Exercise objective:
Return each entry exactly, with none missing.

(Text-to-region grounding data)
________

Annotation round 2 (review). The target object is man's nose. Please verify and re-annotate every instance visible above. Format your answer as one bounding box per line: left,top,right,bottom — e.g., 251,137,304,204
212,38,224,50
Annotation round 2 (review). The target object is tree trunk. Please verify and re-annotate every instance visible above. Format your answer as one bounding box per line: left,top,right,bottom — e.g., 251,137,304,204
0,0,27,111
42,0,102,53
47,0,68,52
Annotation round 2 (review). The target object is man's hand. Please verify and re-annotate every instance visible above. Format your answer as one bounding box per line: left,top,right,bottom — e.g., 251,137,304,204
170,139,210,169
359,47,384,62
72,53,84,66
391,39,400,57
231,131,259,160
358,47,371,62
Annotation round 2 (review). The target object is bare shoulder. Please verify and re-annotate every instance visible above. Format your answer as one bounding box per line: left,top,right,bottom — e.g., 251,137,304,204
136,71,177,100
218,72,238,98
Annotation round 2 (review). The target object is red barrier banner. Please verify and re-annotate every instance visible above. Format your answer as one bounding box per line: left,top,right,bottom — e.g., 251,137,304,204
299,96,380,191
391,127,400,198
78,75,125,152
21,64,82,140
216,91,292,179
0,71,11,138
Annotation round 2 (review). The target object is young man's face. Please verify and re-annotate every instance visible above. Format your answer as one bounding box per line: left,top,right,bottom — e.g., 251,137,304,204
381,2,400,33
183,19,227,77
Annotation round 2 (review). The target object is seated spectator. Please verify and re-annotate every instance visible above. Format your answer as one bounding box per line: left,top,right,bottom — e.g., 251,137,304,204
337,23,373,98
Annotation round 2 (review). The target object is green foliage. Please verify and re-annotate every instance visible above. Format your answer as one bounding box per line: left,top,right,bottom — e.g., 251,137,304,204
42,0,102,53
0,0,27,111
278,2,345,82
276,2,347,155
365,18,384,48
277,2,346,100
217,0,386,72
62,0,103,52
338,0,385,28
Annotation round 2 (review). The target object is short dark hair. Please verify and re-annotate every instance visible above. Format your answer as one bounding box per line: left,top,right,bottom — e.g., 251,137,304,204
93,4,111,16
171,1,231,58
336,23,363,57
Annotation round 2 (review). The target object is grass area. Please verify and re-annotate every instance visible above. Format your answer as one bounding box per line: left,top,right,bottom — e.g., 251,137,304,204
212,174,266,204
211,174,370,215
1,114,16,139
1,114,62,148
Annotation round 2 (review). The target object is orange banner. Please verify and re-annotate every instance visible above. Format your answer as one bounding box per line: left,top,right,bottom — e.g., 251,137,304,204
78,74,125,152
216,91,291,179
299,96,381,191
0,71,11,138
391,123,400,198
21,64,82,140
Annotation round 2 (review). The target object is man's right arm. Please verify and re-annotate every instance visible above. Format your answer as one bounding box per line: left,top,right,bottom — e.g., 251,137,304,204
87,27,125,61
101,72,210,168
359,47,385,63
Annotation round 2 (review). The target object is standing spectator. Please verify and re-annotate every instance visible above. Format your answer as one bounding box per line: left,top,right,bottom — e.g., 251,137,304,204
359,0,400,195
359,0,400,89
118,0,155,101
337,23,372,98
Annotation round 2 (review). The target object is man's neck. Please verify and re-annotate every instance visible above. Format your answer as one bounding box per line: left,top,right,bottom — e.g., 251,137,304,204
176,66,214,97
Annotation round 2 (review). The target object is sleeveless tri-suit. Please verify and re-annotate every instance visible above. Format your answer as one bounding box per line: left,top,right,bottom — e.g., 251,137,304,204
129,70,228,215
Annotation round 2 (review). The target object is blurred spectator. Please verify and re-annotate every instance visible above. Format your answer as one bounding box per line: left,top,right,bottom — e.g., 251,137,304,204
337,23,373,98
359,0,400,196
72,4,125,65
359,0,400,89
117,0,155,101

________

Answer to this problem:
Annotation round 2 (review). The target object is man's nose. Please verify and re-annotate every instance visible above. Format your answer as one bounding box per line: left,top,right,bottom — e.g., 251,137,304,204
212,38,224,50
Annotation round 2 (review). The target object is tree trunk. Please verify and re-annotate every instance visible above. Format your answer as one bounding box per line: left,top,right,bottom — e.g., 251,137,304,204
0,0,27,111
42,0,102,53
47,0,68,52
Annotation round 2 (review). The target object is man's hand. Please verify and re-annotate every instance visible above. Format your answer as one bounding box per line: left,top,right,bottom — e.g., 251,137,304,204
170,139,210,169
359,47,384,62
72,53,84,66
391,39,400,57
231,131,259,160
358,47,371,62
Annotation round 2 (review). The target object is bare shoulder. Please verify and re-annotate every instance visible above. Format your answer as one bounding box per line: left,top,right,bottom — e.g., 251,137,304,204
136,71,177,100
218,72,238,98
Annotation round 2 (review). The target object is red barrier banner. Please verify and re-annotate every instance visible above. Format your answer as one bounding box per line: left,top,right,bottom — e.g., 251,137,304,204
299,96,380,191
391,127,400,198
78,75,125,152
21,64,82,140
216,91,292,179
0,71,11,138
Annotation round 2 (review). The target object is young man's face. Please verify and re-annotate every instance visible above. Format your answer as one bounding box per line: left,top,right,bottom — e.g., 251,137,304,204
381,2,400,33
183,19,227,77
Annotation round 2 (review). The target object is seated spectator. Please verify and re-annotate every instance visible above. Format your answer as one bounding box per line: left,top,right,bottom — e.g., 251,137,304,204
337,23,373,98
Annotation round 2 (review). The target object is green foliage. Please verify and re-annotate every instance visible above. Format your answer as one bounding box per line: left,top,right,bottom — e.g., 251,137,304,204
42,0,102,53
0,0,27,111
278,2,345,82
276,2,347,155
365,18,384,48
277,2,346,100
217,0,386,72
62,0,103,52
338,0,385,28
Annotation round 2 (review). The target object is short dark hair. Please verify and re-annotate every instance visible above. Format your answer as one bounding box per line: left,top,right,bottom — e.g., 251,137,304,204
93,4,111,16
171,1,231,58
336,23,363,57
Annotation round 2 (review). The target object is grass area. Please verify and re-annotate every instance visible above. Format your answer as one bounding box per line: left,top,right,bottom — e.g., 251,137,304,204
212,174,266,204
211,174,370,215
1,114,16,139
1,114,62,148
Annotation round 2 (review). The target object is orange banner. Please verify and re-annotate every instance visible above. Format your answer as one bounding box per line: left,top,right,bottom — e.g., 251,137,304,204
78,74,125,152
216,91,291,179
299,96,381,191
0,71,11,138
391,123,400,198
21,64,82,140
Annotation round 2 (review). The target object is man's right arm. Please verify and re-annotate every instance visible above. Format your answer as one bounding box per line: left,top,right,bottom — e.g., 251,137,304,204
87,27,125,61
101,72,210,168
359,47,385,63
Annotation round 2 (review). The target object is standing spectator. Please verify and re-annotate every instance visible above. Format your answer as one bounding box per line: left,top,right,bottom — e.g., 251,137,304,204
359,0,400,195
359,0,400,89
118,0,155,101
337,23,372,98
Annotation round 2 (review). The target object is man's neck. Please verify and re-annotate every instance visible above. Format your answer as one bounding box per line: left,top,right,bottom — e.g., 251,137,304,204
176,66,214,97
Annotation round 2 (review). The target object is sleeveless tri-suit. Please verify and re-annotate every instance visible above. Format your answer as one bounding box per line: left,top,right,bottom — e.g., 251,137,304,204
129,70,228,215
Annotation round 2 (review). The target object is blurred spectator. Please verify and re-annotate every instance visible above. Format your answer as one bounding box per line: left,top,right,bottom — e.g., 251,137,304,204
337,23,373,98
359,0,400,196
72,4,125,65
359,0,400,89
117,0,155,101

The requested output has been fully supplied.